Exercise description
Exact repetition is the task: copy every entry below.

Given data
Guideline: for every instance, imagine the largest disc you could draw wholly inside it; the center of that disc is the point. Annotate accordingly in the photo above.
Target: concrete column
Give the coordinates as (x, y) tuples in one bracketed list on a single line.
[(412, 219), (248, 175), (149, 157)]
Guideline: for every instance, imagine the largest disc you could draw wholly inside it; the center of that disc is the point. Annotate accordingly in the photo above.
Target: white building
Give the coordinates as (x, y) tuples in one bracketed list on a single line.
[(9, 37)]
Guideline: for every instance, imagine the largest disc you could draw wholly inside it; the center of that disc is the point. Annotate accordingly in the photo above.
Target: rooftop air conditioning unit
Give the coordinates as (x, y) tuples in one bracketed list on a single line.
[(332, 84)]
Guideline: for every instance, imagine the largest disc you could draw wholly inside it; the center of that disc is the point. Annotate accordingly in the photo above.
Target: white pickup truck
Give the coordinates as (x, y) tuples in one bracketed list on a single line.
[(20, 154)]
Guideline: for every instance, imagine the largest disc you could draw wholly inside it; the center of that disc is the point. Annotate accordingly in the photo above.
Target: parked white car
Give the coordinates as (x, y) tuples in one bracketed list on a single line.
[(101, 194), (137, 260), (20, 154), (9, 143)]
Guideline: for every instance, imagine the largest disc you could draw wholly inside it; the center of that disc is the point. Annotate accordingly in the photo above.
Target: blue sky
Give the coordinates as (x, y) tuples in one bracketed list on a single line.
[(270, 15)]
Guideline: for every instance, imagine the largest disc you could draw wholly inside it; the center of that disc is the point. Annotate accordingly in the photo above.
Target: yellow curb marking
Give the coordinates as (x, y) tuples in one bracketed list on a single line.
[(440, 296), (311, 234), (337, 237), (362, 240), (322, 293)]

Written solution
Guideline: for every instance, imagine the largest disc you could draw wholly inside it; the center of that disc is the point. Annotate accordingly in the photo above.
Target: concrete column
Give the coordinates as (x, y) tuples in one bracketed list on a single line.
[(412, 219), (248, 175), (149, 157)]
Guideline: for every instance, imagine the largest disc you could draw wholly inside it; the center of that disc is the point. Annotate accordingly in the photo above.
Target: white building
Give the coordinates as (x, y) tuples in one bracketed list on a single line.
[(9, 37)]
Guideline: for every instance, imagine the largest disc you could draw wholly inside it; the center of that disc is the point. Annotate accordingly in the photo above.
Target: rooftop air conditioning unit
Give the coordinates as (x, y) tuples in one bracketed list on a single line.
[(332, 84)]
Guideline: for every instance, imagine the largest disc you could draw wholly inside it; the center of that disc is the point. Annotate accordingly in the photo above.
Target: white pickup truck
Give the coordinates as (x, y) tuples in one bracketed list on a single line.
[(20, 154)]
Guideline: for every instance, imagine the largest disc you could draw wholly inside it; the center of that disc is the point. Annotate accordingly in the photo above.
Target: parked white car
Give the coordinates as (x, y) tuples in one bracketed list on a single line.
[(101, 194), (137, 260), (20, 154), (9, 143)]
Guideline: for every instance, imagine the largest disc you could draw wholly inside it; the center of that disc is the point. Annotate accordingly in the photo above.
Target: blue sky
Give the coordinates as (x, y) tuples in one bracketed list on a single line.
[(270, 15)]
Guideline: for every instance, imagine the largest disc you could draw wholly inside it; the center of that disc is the point. Annotate accordingly in the photo above.
Target: yellow curb marking
Give the coordinates as (x, y) tuples in one bracketed list on a single line.
[(440, 296), (311, 234), (337, 237), (362, 240), (322, 293)]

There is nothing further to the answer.